*** SELECTED EXCERPT Section Begins ***

Where are the Rohingya migrating?

  • Bangladesh: Most Rohingya have sought refuge in nearby Bangladesh, which hosts tens of thousands of registered refugees. Hundreds of thousands of unregistered Rohingya refugees are also believed to live in the country, according to UN High Commissioner for Refugees estimates. Conditions in most of the country’s refugee camps are dire, driving many Rohingya there to risk a perilous voyage across the Bay of Bengal to Southeast Asia. In January 2017, Myanmar agreed to begin talks with Bangladesh on refugees, yet border posts in Bangladesh have at times forcibly returned Rohingya. Amid the refugee influx in September, Bangladesh announced that it would create special identity cards for Rohingya to help bring order to the surging migrant flow and expand the existing camps for refugees.
  • Malaysia: As of August 2017, more than 88 percent of Malaysia’s 149,100 registered refugees were from Myanmar, including sixty-one thousand Rohingya, according to the United Nations. Rohingya who have arrived safely in Malaysia have no legal status and are unable to work, leaving their families cut off from access to education and health care.
  • Thailand: Thailand is a hub for regional human smuggling and serves as a common transit point for Rohingya. Migrants often arrive there by boat from Bangladesh or Myanmar before continuing on foot to Malaysia or by boat to Indonesia or Malaysia. The military-led Thai government has cracked down on smuggling rings after the discovery of mass graves in alleged camps where gangs held hostages. Dozens of people, including a general, provincial officials, and police, were found guilty in 2017 of the deaths of trafficked Rohingya. But some experts say punishing traffickers only disrupts the networks, but does not dismantle them.
  • Indonesia: The Rohingya have also sought refuge in Indonesia, although the number of refugees from Myanmar there remains relatively small. During the spring 2015 migration surge, Indonesia’s military chief expressed concerns that easing immigration restrictions would spark an influx of people. Amid international pressure, Indonesia admitted one thousand Rohingya and provided them with emergency assistance and protection.

Has civilian leadership changed the Myanmar government’s policies?

In 2016, Myanmar’s first democratically elected government in a generation came to power, but critics say it has been reluctant to advocate for Rohingya and other Muslims for fear of alienating Buddhist nationalists and threatening the power-sharing agreement the civilian government maintains with the military.

Some observers saw the establishment in August 2016 of an advisory commission on ethnic strife led by former UN Secretary-General Kofi Annan as a positive development, but subsequent outbreaks of violence have curbed this optimism.

*** SELECTED EXCERPT Section Ends ***

- **WHAT TO DO**
According to the text on Rohingya migration, how many Rohingya did Indonesia admit amid international pressure?

*** DATA SUPPLIED Section Begins ***

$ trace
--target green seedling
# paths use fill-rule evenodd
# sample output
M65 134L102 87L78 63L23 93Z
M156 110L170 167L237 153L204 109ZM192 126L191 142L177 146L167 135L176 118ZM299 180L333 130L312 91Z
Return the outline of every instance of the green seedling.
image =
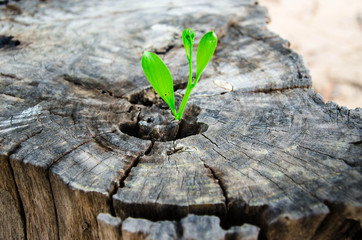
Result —
M181 120L191 91L196 86L202 72L214 54L217 44L217 36L214 31L206 33L201 38L196 54L196 78L193 79L192 49L194 38L195 33L190 28L185 29L182 32L182 41L185 46L187 60L189 62L189 80L178 112L176 112L175 108L175 95L170 71L161 58L156 54L145 51L142 56L142 68L148 81L161 98L168 104L176 120Z

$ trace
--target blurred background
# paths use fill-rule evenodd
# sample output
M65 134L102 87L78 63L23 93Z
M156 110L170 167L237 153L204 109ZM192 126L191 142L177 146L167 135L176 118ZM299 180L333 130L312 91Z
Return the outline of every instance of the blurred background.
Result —
M362 107L362 0L259 0L268 28L291 43L324 100Z

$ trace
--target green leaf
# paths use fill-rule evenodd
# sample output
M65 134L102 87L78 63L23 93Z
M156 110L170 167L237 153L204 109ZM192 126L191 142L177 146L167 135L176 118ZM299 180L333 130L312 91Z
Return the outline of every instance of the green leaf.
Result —
M142 56L142 68L152 87L176 115L172 76L161 58L145 51Z
M192 47L194 45L195 33L191 30L191 28L187 28L182 32L182 42L184 43L184 47L186 50L187 59L190 60L190 48L192 51Z
M217 36L214 31L206 33L200 40L196 54L196 81L200 78L206 65L215 52Z

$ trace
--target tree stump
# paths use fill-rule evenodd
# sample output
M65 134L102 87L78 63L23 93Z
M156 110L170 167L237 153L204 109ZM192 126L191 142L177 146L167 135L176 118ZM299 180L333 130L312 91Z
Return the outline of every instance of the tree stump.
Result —
M0 239L362 236L362 110L313 92L256 1L0 4ZM175 123L140 60L179 102L188 27L219 42Z

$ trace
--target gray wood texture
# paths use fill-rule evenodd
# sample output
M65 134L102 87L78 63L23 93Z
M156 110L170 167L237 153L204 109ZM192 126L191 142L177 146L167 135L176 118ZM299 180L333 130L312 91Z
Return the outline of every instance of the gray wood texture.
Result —
M1 3L0 239L362 237L362 109L325 104L268 21L251 0ZM140 60L179 102L188 27L219 42L175 122Z

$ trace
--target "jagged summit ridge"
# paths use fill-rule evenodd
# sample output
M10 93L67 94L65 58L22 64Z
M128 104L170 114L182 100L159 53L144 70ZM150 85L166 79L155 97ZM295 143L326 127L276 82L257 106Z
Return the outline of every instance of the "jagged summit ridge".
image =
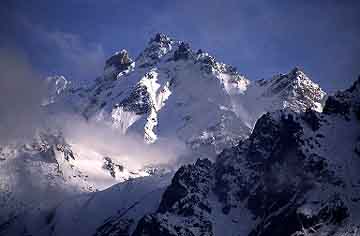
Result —
M321 110L325 97L299 69L252 82L235 67L162 33L135 60L126 50L110 57L103 77L73 94L76 110L87 119L123 133L140 132L146 143L172 136L192 149L210 145L216 152L249 135L264 112Z

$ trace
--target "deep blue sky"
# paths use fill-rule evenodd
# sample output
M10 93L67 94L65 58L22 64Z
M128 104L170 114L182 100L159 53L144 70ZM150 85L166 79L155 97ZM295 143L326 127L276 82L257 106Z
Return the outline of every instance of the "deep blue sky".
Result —
M360 74L360 1L1 1L0 46L43 75L94 79L104 60L132 57L156 32L188 41L249 79L295 65L326 89Z

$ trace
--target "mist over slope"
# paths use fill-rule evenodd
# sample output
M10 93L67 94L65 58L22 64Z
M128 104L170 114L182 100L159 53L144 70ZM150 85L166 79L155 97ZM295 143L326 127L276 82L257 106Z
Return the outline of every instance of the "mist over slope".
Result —
M24 75L13 91L37 86ZM348 199L358 191L359 82L326 99L297 67L249 80L156 34L135 59L115 53L93 83L51 76L40 84L45 92L26 99L27 109L2 105L14 118L35 119L26 139L2 137L13 141L0 144L0 233L296 235L294 219L309 209L315 213L300 214L311 218L306 227L358 225L357 201ZM335 224L338 203L347 210Z

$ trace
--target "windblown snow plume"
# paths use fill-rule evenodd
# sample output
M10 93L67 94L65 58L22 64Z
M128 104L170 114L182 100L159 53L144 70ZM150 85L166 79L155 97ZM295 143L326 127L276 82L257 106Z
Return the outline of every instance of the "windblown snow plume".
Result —
M0 61L0 143L24 141L42 123L46 89L21 52L1 48Z

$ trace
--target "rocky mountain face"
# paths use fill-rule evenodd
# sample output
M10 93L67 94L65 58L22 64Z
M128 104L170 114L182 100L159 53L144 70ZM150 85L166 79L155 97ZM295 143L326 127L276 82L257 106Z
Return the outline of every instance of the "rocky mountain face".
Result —
M356 235L359 88L324 113L267 113L215 163L180 168L133 235Z
M58 103L142 135L145 143L179 139L201 157L247 137L267 111L321 111L324 100L325 92L298 68L251 82L208 53L156 34L135 60L126 50L116 53L93 85L72 89Z
M76 113L146 147L176 140L189 152L171 172L61 132L1 147L0 235L358 233L360 79L326 98L299 68L248 80L156 34L135 59L111 56L92 84L47 83L42 106L52 115ZM24 198L33 183L38 191ZM54 198L43 202L46 194Z

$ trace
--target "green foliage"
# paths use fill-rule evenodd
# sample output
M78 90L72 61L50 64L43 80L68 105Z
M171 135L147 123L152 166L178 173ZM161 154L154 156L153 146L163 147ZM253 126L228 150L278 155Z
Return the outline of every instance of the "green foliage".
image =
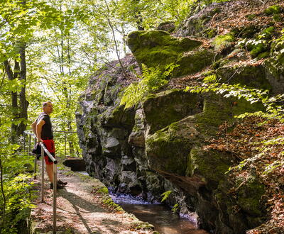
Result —
M235 117L245 118L247 116L262 116L268 119L278 119L280 122L284 122L284 107L281 104L284 100L284 94L269 96L268 90L248 88L246 86L241 86L240 84L229 84L217 82L213 84L204 82L202 85L200 87L187 87L185 91L190 91L192 93L213 91L216 94L222 94L224 97L226 98L236 96L239 99L241 98L244 99L251 104L256 102L262 103L266 108L265 112L258 111L253 113L245 113Z
M170 73L177 67L178 65L171 63L166 65L163 71L158 67L148 68L143 64L141 80L138 83L131 84L124 90L120 106L125 105L126 109L143 101L147 95L155 92L168 83Z
M204 83L215 83L217 82L217 76L215 74L206 77L203 82Z
M231 33L219 35L214 40L213 45L215 48L215 50L221 50L230 45L234 40L234 36Z
M175 204L175 206L173 206L172 211L173 213L178 213L179 208L180 208L180 204L177 203Z
M162 200L160 200L160 202L163 202L164 201L165 201L168 196L170 196L170 194L172 193L171 190L168 190L165 191L164 193L163 193L160 196L163 196Z
M268 7L264 12L268 16L278 14L282 12L282 8L279 5L273 5Z
M250 51L250 54L253 58L258 59L269 56L269 48L271 39L275 30L274 27L268 27L264 29L256 36L256 38L245 38L238 43L239 45L244 46Z
M252 20L253 20L253 18L256 18L256 15L253 13L253 14L247 15L246 18L248 18L248 21L252 21Z

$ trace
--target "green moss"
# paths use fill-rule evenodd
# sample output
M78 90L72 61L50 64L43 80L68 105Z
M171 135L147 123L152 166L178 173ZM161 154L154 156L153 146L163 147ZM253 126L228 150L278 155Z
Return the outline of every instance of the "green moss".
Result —
M217 82L216 74L214 74L204 77L204 79L203 79L203 82L204 83L215 83Z
M227 47L234 40L235 38L233 33L217 35L213 41L213 45L215 50L219 50Z
M185 175L189 146L175 133L170 126L148 138L147 156L152 169Z
M171 89L147 97L143 104L145 120L150 126L149 133L165 128L185 116L200 111L196 94ZM182 104L182 107L181 106ZM163 118L160 118L163 116Z
M231 164L229 155L217 150L205 152L202 148L194 147L188 157L186 175L202 175L208 182L208 186L216 187Z
M266 51L266 52L260 53L257 57L258 60L261 60L263 58L268 57L269 56L270 56L270 52L268 51Z
M106 187L102 187L97 191L98 193L109 194L109 189Z
M273 26L268 27L261 32L258 38L260 39L270 40L274 31L275 28Z
M273 15L272 18L273 19L273 21L275 21L276 22L281 22L281 21L283 20L283 16L280 13L276 13L276 14Z
M258 44L253 47L253 49L251 50L249 54L252 58L255 58L258 56L259 54L263 52L266 50L266 47L263 44Z
M176 38L162 30L134 31L126 43L137 61L147 67L164 67L175 62L178 55L195 48L201 42L190 38Z
M268 7L265 11L264 13L266 15L274 15L281 13L283 11L282 8L279 5L273 5Z
M217 30L215 28L208 28L204 31L204 33L205 33L208 38L211 39L217 34Z
M256 18L256 15L254 13L249 14L246 16L246 18L248 18L248 21L252 21Z
M111 210L114 210L116 211L123 211L123 208L118 204L115 204L114 201L112 201L111 198L107 198L102 201L102 203L107 206Z
M262 65L239 65L223 67L217 69L219 82L231 84L240 84L251 88L271 90Z
M173 76L182 76L201 71L212 63L214 55L209 50L200 50L180 55L177 60L180 66L173 70Z
M243 182L244 185L241 185ZM251 174L246 178L238 177L236 187L239 186L238 204L240 207L252 216L263 215L261 198L265 192L264 185Z

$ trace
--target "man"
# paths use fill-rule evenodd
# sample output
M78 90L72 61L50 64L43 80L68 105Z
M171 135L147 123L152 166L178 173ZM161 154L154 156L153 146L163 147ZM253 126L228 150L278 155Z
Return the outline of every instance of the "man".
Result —
M45 101L43 104L43 113L41 113L31 126L35 133L38 143L42 142L45 144L47 150L55 157L55 147L53 141L53 130L51 124L50 114L53 112L53 104L51 101ZM45 161L46 172L50 181L50 189L53 189L53 162L49 158L45 152ZM58 179L57 189L63 189L67 182Z

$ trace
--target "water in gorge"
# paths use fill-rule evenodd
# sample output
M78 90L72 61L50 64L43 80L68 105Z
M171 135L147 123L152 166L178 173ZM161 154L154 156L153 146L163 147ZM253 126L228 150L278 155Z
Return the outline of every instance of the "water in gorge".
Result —
M198 229L195 222L188 218L180 218L163 205L152 204L135 197L124 194L110 194L114 201L124 211L134 214L142 221L154 225L160 234L205 234L204 230Z

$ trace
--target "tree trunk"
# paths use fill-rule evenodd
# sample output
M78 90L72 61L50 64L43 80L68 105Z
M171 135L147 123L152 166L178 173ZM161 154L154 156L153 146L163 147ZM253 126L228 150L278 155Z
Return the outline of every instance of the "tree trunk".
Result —
M19 44L20 63L15 60L13 72L10 62L5 60L4 64L5 72L9 80L18 79L23 81L23 87L21 89L19 95L16 91L11 92L11 100L12 105L12 124L11 126L11 140L13 143L18 141L20 135L23 133L26 128L28 120L28 102L26 97L26 63L25 44Z
M4 67L5 71L7 74L8 79L9 80L15 79L18 74L18 72L20 70L20 66L18 62L15 61L15 67L14 72L13 72L12 68L11 67L10 62L8 60L4 61ZM17 140L17 124L16 121L18 118L18 96L17 92L11 91L11 101L12 104L12 123L11 126L11 141L12 143L16 143Z
M20 71L20 80L23 80L24 84L21 89L19 97L19 113L18 117L21 122L18 126L17 135L23 134L23 131L26 128L26 122L28 120L28 101L26 97L26 45L23 44L20 49L20 58L21 58L21 71Z

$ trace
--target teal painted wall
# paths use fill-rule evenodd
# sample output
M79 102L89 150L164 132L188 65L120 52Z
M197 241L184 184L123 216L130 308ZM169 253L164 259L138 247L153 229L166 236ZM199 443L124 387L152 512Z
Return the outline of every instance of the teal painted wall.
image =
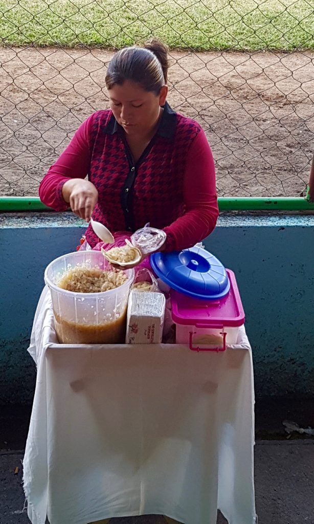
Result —
M0 216L0 403L31 401L26 349L44 270L83 228L70 213ZM256 395L314 396L314 216L222 216L205 243L236 273Z

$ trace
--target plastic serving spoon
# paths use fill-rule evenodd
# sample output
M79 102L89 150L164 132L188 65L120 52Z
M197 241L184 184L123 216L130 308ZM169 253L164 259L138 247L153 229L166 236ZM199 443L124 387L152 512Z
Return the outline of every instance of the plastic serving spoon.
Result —
M91 225L94 232L97 235L98 238L102 240L103 242L105 242L105 244L114 243L115 242L114 237L109 230L103 224L100 224L100 222L97 222L96 220L91 219Z

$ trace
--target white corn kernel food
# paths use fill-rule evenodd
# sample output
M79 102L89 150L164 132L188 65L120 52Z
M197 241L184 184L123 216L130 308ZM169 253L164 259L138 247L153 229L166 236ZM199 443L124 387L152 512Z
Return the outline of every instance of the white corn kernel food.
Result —
M119 269L107 271L76 267L64 273L58 286L74 293L100 293L115 289L127 280L127 275Z
M120 266L137 264L140 261L142 257L140 250L134 247L128 239L126 239L125 246L112 247L108 251L102 248L102 253L109 262Z

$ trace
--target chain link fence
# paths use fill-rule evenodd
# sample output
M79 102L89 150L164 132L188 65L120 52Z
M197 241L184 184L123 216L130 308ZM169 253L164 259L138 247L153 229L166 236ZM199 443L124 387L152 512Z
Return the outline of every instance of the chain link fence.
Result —
M314 3L0 0L0 195L37 195L106 108L116 49L170 47L169 101L211 145L219 196L304 194L314 152Z

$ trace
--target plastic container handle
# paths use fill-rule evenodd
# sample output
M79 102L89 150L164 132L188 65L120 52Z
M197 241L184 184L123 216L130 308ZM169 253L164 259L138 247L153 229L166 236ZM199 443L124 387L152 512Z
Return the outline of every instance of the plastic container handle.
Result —
M195 333L195 332L194 332ZM226 337L227 336L226 333L220 333L220 334L222 335L222 340L223 342L223 346L222 347L199 347L198 346L193 346L193 338L194 333L192 331L189 332L189 347L190 350L192 351L226 351Z
M206 323L203 323L201 322L197 322L195 324L196 328L208 328L208 324ZM223 326L222 324L210 324L210 327L214 329L223 329Z

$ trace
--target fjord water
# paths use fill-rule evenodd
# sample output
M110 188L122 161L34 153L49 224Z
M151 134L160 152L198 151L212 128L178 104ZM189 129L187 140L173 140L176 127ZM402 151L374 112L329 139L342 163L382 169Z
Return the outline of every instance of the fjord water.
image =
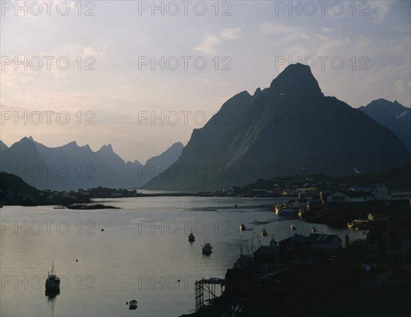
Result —
M195 309L194 281L223 278L238 257L240 243L251 251L253 236L255 250L258 240L268 245L273 234L277 240L294 233L308 235L312 226L275 215L269 206L278 201L270 199L184 196L101 201L122 209L1 209L1 316L188 313ZM238 229L242 223L247 227L244 231ZM290 231L291 223L297 231ZM360 237L346 229L316 227L317 233L338 234L343 240L347 233L351 241ZM268 236L258 238L264 227ZM187 239L191 229L193 243ZM210 256L201 254L201 244L207 238L213 246ZM45 294L45 282L53 257L62 281L52 303ZM126 302L133 299L138 308L129 310Z

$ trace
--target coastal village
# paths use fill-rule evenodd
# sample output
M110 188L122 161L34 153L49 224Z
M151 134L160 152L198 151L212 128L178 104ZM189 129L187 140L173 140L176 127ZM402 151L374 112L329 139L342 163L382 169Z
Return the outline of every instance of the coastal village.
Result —
M252 253L241 249L224 279L196 283L193 316L295 316L303 312L306 316L320 312L324 316L383 316L393 307L398 307L398 316L409 313L411 183L340 184L333 189L328 183L332 194L324 195L315 190L319 181L306 181L307 190L283 190L284 196L296 191L299 194L275 206L276 213L295 208L309 222L336 225L362 217L345 223L351 230L362 230L364 239L351 242L347 235L342 240L337 235L316 233L312 227L308 236L294 233L278 242L272 238ZM251 193L272 194L261 188ZM216 283L221 297L215 286L210 287ZM356 311L351 311L354 303Z
M245 252L240 246L238 259L225 277L195 282L192 315L261 316L276 312L295 316L293 309L299 309L318 316L320 309L316 307L320 305L323 314L334 309L338 315L336 310L342 309L344 316L386 314L395 305L404 309L399 315L406 315L411 295L411 182L360 183L295 177L259 179L229 190L178 194L230 196L239 201L242 197L274 198L282 203L264 205L262 201L262 209L279 215L291 212L308 223L364 233L364 240L350 241L348 236L342 239L316 233L313 225L308 236L294 233L291 227L287 238L275 241L273 236L268 245L260 243L251 252ZM92 204L97 198L145 196L136 190L101 187L70 192L29 187L29 194L2 188L1 203L69 207ZM388 296L392 292L395 296ZM350 312L350 302L355 301L362 304Z

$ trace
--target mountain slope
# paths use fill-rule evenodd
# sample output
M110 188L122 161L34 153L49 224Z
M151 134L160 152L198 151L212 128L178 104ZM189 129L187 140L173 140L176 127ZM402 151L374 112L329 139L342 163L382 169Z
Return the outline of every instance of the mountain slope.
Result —
M0 153L3 152L6 149L8 149L8 147L0 140Z
M0 190L3 192L9 190L12 190L14 195L21 196L34 196L39 192L38 189L25 183L21 177L5 172L0 173Z
M115 153L111 144L93 152L88 145L75 141L48 147L33 138L23 138L1 152L1 171L20 176L36 188L54 190L77 190L98 186L131 188L144 185L152 178L155 164L169 167L181 154L181 143L173 144L162 155L147 162L127 164ZM151 163L150 163L151 162Z
M394 132L411 152L411 108L379 99L358 109Z
M253 96L234 96L216 116L226 111L230 124L215 125L213 117L195 129L179 160L144 188L215 189L303 173L340 177L410 160L388 128L324 96L305 65L290 65Z

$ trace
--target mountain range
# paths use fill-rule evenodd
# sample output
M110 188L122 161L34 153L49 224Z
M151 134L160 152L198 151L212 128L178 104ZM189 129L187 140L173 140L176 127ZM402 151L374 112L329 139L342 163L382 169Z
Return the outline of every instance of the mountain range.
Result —
M411 108L379 99L358 109L394 132L411 152Z
M38 189L53 190L138 188L155 175L153 171L158 173L171 165L184 147L176 142L143 166L137 160L125 162L111 144L94 152L88 145L79 147L75 141L48 147L29 137L10 148L2 142L0 145L1 171L16 175Z
M215 189L303 173L341 177L410 159L390 129L325 96L310 67L295 64L269 88L227 101L192 131L179 158L143 188Z

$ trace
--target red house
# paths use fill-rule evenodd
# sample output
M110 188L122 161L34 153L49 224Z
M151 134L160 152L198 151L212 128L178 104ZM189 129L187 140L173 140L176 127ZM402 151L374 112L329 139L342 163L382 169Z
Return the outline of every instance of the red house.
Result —
M281 264L311 264L316 262L316 252L311 248L312 241L305 236L295 236L278 242Z

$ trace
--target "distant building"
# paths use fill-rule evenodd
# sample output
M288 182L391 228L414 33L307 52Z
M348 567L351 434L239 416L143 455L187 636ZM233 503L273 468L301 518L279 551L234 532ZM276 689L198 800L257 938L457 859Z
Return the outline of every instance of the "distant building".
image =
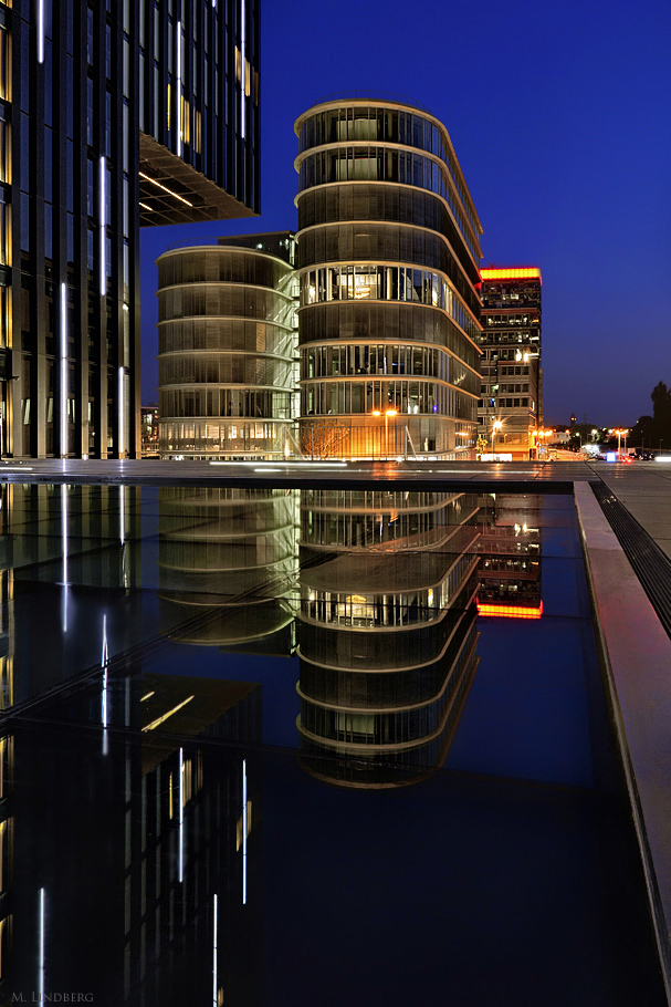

*** DATA SUPPLIED Section Ends ***

- **PROBLEM SOLUTION**
One thousand.